Could you pick up the news report on Kellyanne Conway campaigning for Rick Saccone and carry it on from its final sentence?

─── Provided passage ───

PITTSBURGH (AP) — In the first wave of the White House’s new western Pennsylvania offensive, one of President Donald Trump’s chief aides on Thursday attacked Democratic congressional candidate Conor Lamb on abortion while casting Republican Rick Saccone as “a reliable vote” for the president.

White House counsellor Kellyanne Conway, the first of three Republican heavyweights set to campaign in the region before Tuesday’s special election, charged that even a single vote could affect Trump’s policy agenda on Capitol Hill.

“Every vote counts at the ballot box, but every vote counts in Washington right now too,” she told a dozen campaign volunteers at an Allegheny County GOP office. She added later, “The president wants a reliable vote in Washington.”

─── Record extracts ───

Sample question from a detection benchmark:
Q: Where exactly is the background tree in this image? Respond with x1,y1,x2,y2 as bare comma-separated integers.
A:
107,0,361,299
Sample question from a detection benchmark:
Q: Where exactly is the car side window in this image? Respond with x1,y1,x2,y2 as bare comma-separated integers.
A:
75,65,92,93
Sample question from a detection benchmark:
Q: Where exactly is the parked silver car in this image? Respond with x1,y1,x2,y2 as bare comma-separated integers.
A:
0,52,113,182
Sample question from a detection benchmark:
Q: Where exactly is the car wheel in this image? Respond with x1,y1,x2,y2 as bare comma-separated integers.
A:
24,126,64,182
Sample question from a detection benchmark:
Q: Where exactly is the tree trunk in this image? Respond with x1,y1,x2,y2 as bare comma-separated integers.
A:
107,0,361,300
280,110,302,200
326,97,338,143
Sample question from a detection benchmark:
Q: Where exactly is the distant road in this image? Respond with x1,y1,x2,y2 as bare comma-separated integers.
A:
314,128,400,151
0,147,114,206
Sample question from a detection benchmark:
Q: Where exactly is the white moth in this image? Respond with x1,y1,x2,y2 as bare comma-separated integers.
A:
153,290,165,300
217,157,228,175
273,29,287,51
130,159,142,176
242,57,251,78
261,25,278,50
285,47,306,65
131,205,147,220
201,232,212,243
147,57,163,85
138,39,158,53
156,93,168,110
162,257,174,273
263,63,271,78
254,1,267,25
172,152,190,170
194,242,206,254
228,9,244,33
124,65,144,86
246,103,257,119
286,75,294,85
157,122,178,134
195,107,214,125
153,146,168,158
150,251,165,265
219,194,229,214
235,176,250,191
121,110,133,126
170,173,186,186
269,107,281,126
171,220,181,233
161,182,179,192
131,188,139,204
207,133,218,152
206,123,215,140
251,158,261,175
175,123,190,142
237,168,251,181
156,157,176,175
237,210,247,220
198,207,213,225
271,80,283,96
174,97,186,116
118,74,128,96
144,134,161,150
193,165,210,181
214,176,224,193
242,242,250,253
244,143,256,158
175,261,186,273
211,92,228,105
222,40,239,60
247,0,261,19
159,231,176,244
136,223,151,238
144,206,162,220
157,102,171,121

───

**Solved exercise:**
Conway acknowledged she was the “warm-up band” for the White House’s final-days push to preserve a Republican congressional seat in Pennsylvania’s 18th district, a working-class region that stretches from the Pittsburgh suburbs to the West Virginia border. The president is scheduled to attend a local rally on Saturday followed by his son, Donald Trump Jr., on Monday.

The high-profile reinforcements from the president’s orbit were welcomed by Saccone, a 60-year-old state representative, who has wholeheartedly embraced Trump throughout his campaign. Trump carried the region by nearly 20 percentage points in 2016. Yet with the election just days away, polls suggest that Saccone is essentially tied with Lamb, a 33-year-old Marine and former federal prosecutor who has never before run for office.